Die Vergangenheit
Dennis DeYoung wurde bekannt als Sänger, Songwriter und Keyboarder von
Styx. Er war eines der Gründungsmitglieder und prägte die Musik der Band einerseits durch Balladen, andererseits durch progressive Einfälle und Konzepte. Für die 1983 erschienene LP "Kilroy Was Here" dachte er sich eine Science Fiction-Story aus, die von einer Welt erzählt, in der Rockmusik verboten ist und Musiker
Kilroy ins Gefängnis kommt bzw. daraus ausbricht. Ich hatte damals auf einen Kinofilm gehofft, doch die tolle visuelle Umsetzung diente lediglich als Einleitung auf den damaligen Konzerten, die dann mit eingebauten Handlungsszenen den letzten Auftritt
Kilroys darstellten. Leider war die Tour damals nur in den USA.
━━━━━━━━
§ Zu bearbeiten
[1] Zählen Sie alle Rollen auf, in denen Dennis DeYoung laut dem Textauszug bei Styx bekannt wurde.
[2] Geben Sie aus dem Textauszug über Dennis DeYoung die Passage wortgetreu aus, die mit „Die Vergangenheit“ anfängt und bis einschließlich „in den USA.“ reicht.
Maßgeblich ist allein der Text.

§ Gegebene Daten
━━━━━━━━
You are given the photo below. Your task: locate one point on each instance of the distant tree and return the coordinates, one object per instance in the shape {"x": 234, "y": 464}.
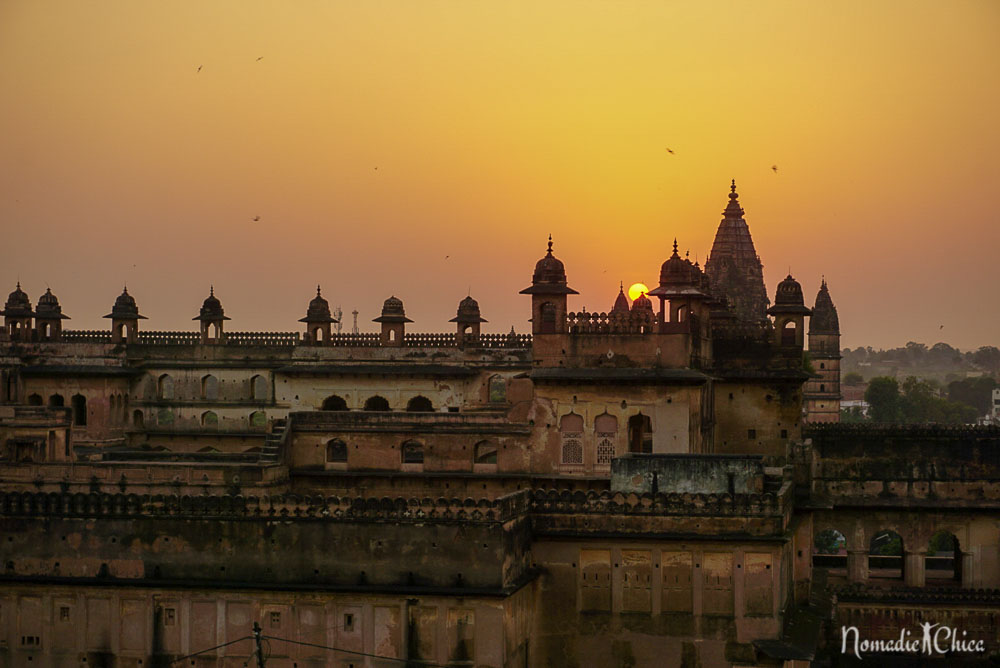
━━━━━━━━
§ Antworten je Aufgabe
[1] Sänger, Songwriter, Keyboarder

[2]
Die Vergangenheit
Dennis DeYoung wurde bekannt als Sänger, Songwriter und Keyboarder von
Styx. Er war eines der Gründungsmitglieder und prägte die Musik der Band einerseits durch Balladen, andererseits durch progressive Einfälle und Konzepte. Für die 1983 erschienene LP "Kilroy Was Here" dachte er sich eine Science Fiction-Story aus, die von einer Welt erzählt, in der Rockmusik verboten ist und Musiker
Kilroy ins Gefängnis kommt bzw. daraus ausbricht. Ich hatte damals auf einen Kinofilm gehofft, doch die tolle visuelle Umsetzung diente lediglich als Einleitung auf den damaligen Konzerten, die dann mit eingebauten Handlungsszenen den letzten Auftritt
Kilroys darstellten. Leider war die Tour damals nur in den USA.